*Text to read*
──────────
# New Guy From Northwest Florida



## yobata (Jul 14, 2015)

nice truck! and welcome


----------



## Roninrus1 (Mar 9, 2016)

Welcome, how is the fishing in your area?
Close enough to us for a one day drive then a couple of days fishing.
Love the Glades but, that physical-fitness drive gets old.


----------



## SoloMike (Sep 30, 2016)

Roninrus1 said:


> Welcome, how is the fishing in your area?
> Close enough to us for a one day drive then a couple of days fishing.
> Love the Glades but, that physical-fitness drive gets old.


Thanks Ronin, fishing is great up here especially this time of year. I used to do a lot of offshore fishing, but now I stick to the bays. The flounder are starting to show up in big numbers right now, but for some reason the trout bite has been slower this year than in previous years (perhaps due to the lingering red-tide that we had for several months). The redfish bite usually slows during the winter, but that's when you can tear up the trout in the bayous and especially in one particular area where there is a canal that leads up to a steam plant that puts out warm water.


----------



## Roninrus1 (Mar 9, 2016)

We had a fairly slow year due to the amount of rain we had. Bays have stayed FRESH up until about 2 weeks ago. Just starting to get fall patterns here too.
Just love that clear Florida water for sight fishing reds!
Good luck and hope the hurricane misses everybody there!


----------



## LowHydrogen (Dec 31, 2015)

Welcome. I live just East of you, I fish East bay, St.Joe and crooked island. Glad to have another NW FL guy here.


----------



## SoloMike (Sep 30, 2016)

LowHydrogen said:


> Welcome. I live just East of you, I fish East bay, St.Joe and crooked island. Glad to have another NW FL guy here.


Thanks man! Eastbay is my favorite spot to fish. Havent made it over to do any fishing in St Joe area only scalloping, but love going to Crooked Island.
──────────
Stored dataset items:
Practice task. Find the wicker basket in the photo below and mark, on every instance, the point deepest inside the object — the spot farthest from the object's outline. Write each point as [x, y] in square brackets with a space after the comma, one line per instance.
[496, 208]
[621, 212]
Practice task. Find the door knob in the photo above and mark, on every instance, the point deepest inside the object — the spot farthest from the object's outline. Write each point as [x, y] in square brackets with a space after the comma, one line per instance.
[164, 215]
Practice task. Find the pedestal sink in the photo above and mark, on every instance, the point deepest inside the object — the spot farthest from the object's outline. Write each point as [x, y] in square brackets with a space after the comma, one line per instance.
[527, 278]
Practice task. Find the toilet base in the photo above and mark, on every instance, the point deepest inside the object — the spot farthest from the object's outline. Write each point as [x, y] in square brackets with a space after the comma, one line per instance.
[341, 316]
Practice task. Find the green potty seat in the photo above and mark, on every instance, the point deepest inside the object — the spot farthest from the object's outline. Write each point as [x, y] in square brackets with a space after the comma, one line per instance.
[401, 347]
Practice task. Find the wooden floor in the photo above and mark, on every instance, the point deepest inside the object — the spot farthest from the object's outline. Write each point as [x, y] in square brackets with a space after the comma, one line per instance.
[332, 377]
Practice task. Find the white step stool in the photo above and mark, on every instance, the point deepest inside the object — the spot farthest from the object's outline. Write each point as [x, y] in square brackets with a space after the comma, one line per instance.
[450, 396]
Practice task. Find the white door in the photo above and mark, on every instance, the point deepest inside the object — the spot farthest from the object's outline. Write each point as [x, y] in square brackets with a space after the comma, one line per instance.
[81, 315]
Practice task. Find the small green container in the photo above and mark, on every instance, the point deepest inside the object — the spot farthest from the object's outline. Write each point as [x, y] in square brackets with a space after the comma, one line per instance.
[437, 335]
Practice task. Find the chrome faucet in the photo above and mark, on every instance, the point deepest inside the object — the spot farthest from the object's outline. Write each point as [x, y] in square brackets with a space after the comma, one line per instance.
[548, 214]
──────────
*Problems*
A. In the forum thread, what does the canal where SoloMike catches trout in winter lead up to?
B. For each statement, say whether it agrees with the forum thread, and quote the words that decide it: (i) SoloMike still does a lot of offshore fishing. (ii) Roninrus1 reports that the bays stayed fresh until about two weeks ago. (iii) SoloMike has gone scalloping in the St Joe area.

*Answers below*
A. A steam plant that puts out warm water.

B.
(i) No: "I used to do a lot of offshore fishing, but now I stick to the bays."
(ii) Yes: "Bays have stayed FRESH up until about 2 weeks ago."
(iii) Yes: "Havent made it over to do any fishing in St Joe area only scalloping"